** START Task input **

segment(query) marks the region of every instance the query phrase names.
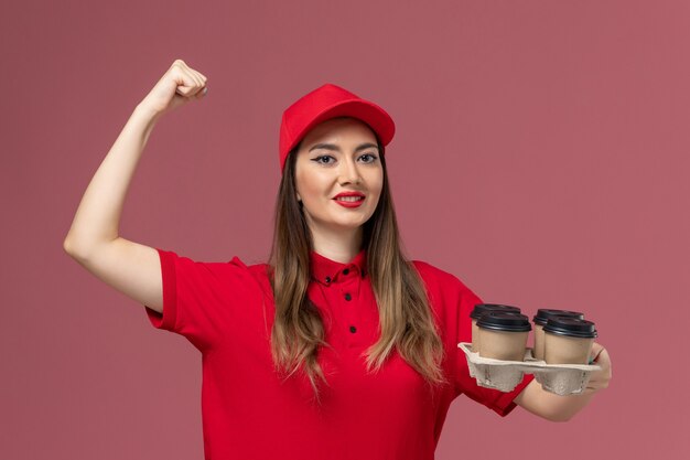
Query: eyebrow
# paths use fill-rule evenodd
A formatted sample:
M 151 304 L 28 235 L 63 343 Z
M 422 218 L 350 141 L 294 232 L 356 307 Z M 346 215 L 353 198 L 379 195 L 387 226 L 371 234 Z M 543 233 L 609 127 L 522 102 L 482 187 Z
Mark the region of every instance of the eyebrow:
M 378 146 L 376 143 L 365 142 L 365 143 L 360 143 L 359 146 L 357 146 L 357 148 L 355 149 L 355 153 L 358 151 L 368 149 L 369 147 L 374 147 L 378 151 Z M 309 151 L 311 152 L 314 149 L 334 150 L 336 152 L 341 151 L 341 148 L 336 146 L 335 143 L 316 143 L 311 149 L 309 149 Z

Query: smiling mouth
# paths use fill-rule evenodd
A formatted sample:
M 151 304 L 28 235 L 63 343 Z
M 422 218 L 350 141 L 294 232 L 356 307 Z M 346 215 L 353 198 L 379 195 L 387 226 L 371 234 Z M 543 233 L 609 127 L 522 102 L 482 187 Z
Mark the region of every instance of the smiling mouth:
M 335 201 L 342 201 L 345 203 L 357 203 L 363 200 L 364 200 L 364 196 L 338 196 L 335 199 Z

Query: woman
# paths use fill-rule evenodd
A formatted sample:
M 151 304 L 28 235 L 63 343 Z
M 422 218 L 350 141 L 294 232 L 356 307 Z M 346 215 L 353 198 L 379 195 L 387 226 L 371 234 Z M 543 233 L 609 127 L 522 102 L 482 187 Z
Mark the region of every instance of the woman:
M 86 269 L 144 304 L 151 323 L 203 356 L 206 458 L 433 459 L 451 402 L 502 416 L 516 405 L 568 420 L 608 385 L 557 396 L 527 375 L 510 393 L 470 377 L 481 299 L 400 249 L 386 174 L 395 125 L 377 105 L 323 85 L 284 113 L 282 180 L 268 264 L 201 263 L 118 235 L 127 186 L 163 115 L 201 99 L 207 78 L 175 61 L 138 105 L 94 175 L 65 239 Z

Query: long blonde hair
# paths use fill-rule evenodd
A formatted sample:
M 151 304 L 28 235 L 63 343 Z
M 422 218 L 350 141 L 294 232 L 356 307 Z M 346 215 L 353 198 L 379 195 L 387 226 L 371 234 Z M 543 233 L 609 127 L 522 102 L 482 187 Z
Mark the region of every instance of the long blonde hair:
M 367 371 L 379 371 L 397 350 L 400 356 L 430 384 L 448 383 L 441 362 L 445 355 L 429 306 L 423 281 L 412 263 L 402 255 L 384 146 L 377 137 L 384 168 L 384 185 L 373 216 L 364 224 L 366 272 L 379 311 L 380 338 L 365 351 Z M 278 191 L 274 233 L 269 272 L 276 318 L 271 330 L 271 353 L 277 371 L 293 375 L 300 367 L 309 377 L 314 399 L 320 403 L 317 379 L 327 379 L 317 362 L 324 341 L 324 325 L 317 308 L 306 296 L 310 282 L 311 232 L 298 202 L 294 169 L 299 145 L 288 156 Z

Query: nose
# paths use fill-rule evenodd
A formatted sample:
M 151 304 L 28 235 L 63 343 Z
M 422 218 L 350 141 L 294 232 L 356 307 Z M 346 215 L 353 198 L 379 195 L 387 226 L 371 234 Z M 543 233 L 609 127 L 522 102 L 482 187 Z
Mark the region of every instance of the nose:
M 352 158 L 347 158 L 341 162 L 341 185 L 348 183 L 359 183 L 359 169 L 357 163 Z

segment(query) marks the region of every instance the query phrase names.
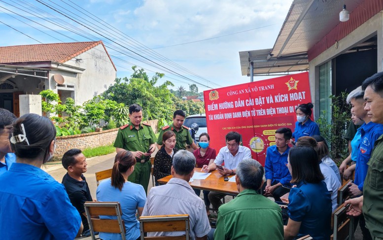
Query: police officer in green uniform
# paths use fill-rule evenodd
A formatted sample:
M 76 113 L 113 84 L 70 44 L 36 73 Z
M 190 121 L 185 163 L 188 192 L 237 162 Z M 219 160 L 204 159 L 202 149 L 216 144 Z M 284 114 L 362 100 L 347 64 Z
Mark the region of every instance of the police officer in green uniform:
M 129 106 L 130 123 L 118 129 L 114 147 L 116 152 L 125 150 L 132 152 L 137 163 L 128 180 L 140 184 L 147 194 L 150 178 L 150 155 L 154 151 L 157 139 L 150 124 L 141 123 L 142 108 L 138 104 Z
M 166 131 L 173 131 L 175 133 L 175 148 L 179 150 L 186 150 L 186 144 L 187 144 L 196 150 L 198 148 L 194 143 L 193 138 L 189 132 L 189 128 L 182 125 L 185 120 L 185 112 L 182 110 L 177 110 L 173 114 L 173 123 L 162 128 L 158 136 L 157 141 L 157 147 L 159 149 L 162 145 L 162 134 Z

** END Task input **

- [Task brief]: Please retype the listing above line for line without changing any text, leaving out the pictures.

- [The output]:
segment(query) marks the region of every instance the query phrase names.
Query: eyebrow
# paths use fill-rule evenodd
A formatted sample:
M 151 304 L 28 235 L 63 343 Z
M 422 218 L 350 141 L 294 232 L 356 307 Z M 346 215 L 353 198 L 379 195 L 387 226 L 371 234 Z M 543 233 L 609 127 L 522 102 L 482 187 Z
Mark the region of every instance of the eyebrow:
M 378 146 L 376 143 L 365 142 L 365 143 L 360 143 L 359 146 L 357 146 L 357 148 L 355 149 L 355 153 L 358 151 L 368 149 L 369 147 L 374 147 L 378 151 Z M 309 151 L 311 152 L 314 149 L 334 150 L 336 152 L 341 151 L 341 148 L 336 146 L 335 143 L 316 143 L 311 149 L 309 149 Z

Query: smiling mouth
# paths use fill-rule evenodd
A formatted sample:
M 151 304 L 28 235 L 63 343 Z
M 422 218 L 350 141 L 294 232 L 356 307 Z M 346 215 L 353 198 L 379 195 L 387 226 L 371 234 Z M 543 233 L 609 127 L 522 102 L 482 187 Z
Mark the region of every instance of the smiling mouth:
M 335 201 L 342 201 L 345 203 L 357 203 L 363 200 L 364 200 L 364 196 L 338 196 L 335 199 Z

Query: woman
# paths use fill-rule evenodd
A formatted sample:
M 151 304 L 28 235 L 63 343 Z
M 422 218 L 350 141 L 294 232 L 356 307 Z M 346 215 L 353 198 L 379 195 L 387 226 L 371 234 Z M 543 233 L 609 127 L 522 102 L 482 187 Z
Mark the region of every instance of the woman:
M 86 269 L 144 304 L 151 323 L 203 356 L 206 458 L 433 459 L 451 402 L 502 416 L 516 405 L 568 420 L 608 385 L 557 396 L 527 375 L 510 393 L 470 377 L 481 299 L 400 249 L 386 174 L 395 125 L 377 105 L 323 85 L 284 113 L 282 180 L 268 264 L 201 263 L 118 235 L 127 186 L 163 115 L 201 99 L 207 78 L 175 61 L 138 105 L 94 175 L 65 239 Z

Query: long blonde hair
# paths use fill-rule evenodd
A formatted sample:
M 151 304 L 28 235 L 63 343 Z
M 422 218 L 350 141 L 294 232 L 356 307 Z M 346 215 L 353 198 L 379 195 L 387 226 L 371 234 Z M 543 233 L 609 127 L 522 102 L 482 187 Z
Mark the region of every instance of the long blonde hair:
M 367 371 L 379 371 L 397 350 L 400 356 L 430 384 L 448 383 L 441 362 L 445 355 L 429 306 L 423 281 L 412 263 L 402 255 L 384 146 L 377 137 L 384 168 L 384 185 L 373 216 L 364 224 L 366 272 L 379 311 L 380 338 L 365 351 Z M 278 191 L 274 233 L 269 272 L 276 318 L 271 330 L 271 353 L 277 371 L 293 375 L 300 367 L 309 377 L 314 399 L 320 403 L 317 379 L 327 379 L 317 362 L 324 341 L 324 325 L 317 308 L 306 296 L 310 282 L 311 232 L 298 202 L 294 169 L 299 145 L 288 156 Z

Query: nose
# paths use fill-rule evenodd
A formatted sample:
M 151 304 L 28 235 L 63 343 Z
M 422 218 L 350 141 L 294 232 L 356 307 Z M 346 215 L 353 198 L 379 195 L 387 226 L 371 234 Z M 543 233 L 609 127 L 522 102 L 482 187 Z
Mark the region of every instance of the nose:
M 352 158 L 347 158 L 341 162 L 341 185 L 348 183 L 359 183 L 359 169 L 357 163 Z

segment(query) marks the region of every instance the query phrase names.
Query: police officer in green uniform
# paths use fill-rule evenodd
A formatted sample:
M 76 113 L 113 84 L 70 44 L 36 73 Z
M 190 121 L 185 163 L 188 192 L 237 162 Z M 219 160 L 204 159 L 202 149 L 216 144 Z M 284 114 L 362 100 L 347 64 Z
Mark the region of every instance of the police officer in green uniform:
M 129 106 L 130 123 L 118 129 L 114 147 L 116 152 L 125 150 L 132 152 L 137 163 L 128 180 L 140 184 L 147 194 L 150 178 L 150 155 L 154 151 L 157 139 L 150 124 L 141 123 L 142 108 L 138 104 Z
M 166 131 L 173 131 L 175 133 L 175 148 L 179 150 L 186 150 L 186 144 L 187 144 L 196 150 L 198 148 L 194 143 L 193 138 L 189 132 L 189 128 L 182 125 L 185 120 L 185 112 L 182 110 L 177 110 L 173 114 L 173 123 L 162 128 L 158 136 L 157 141 L 157 147 L 159 149 L 162 145 L 162 134 Z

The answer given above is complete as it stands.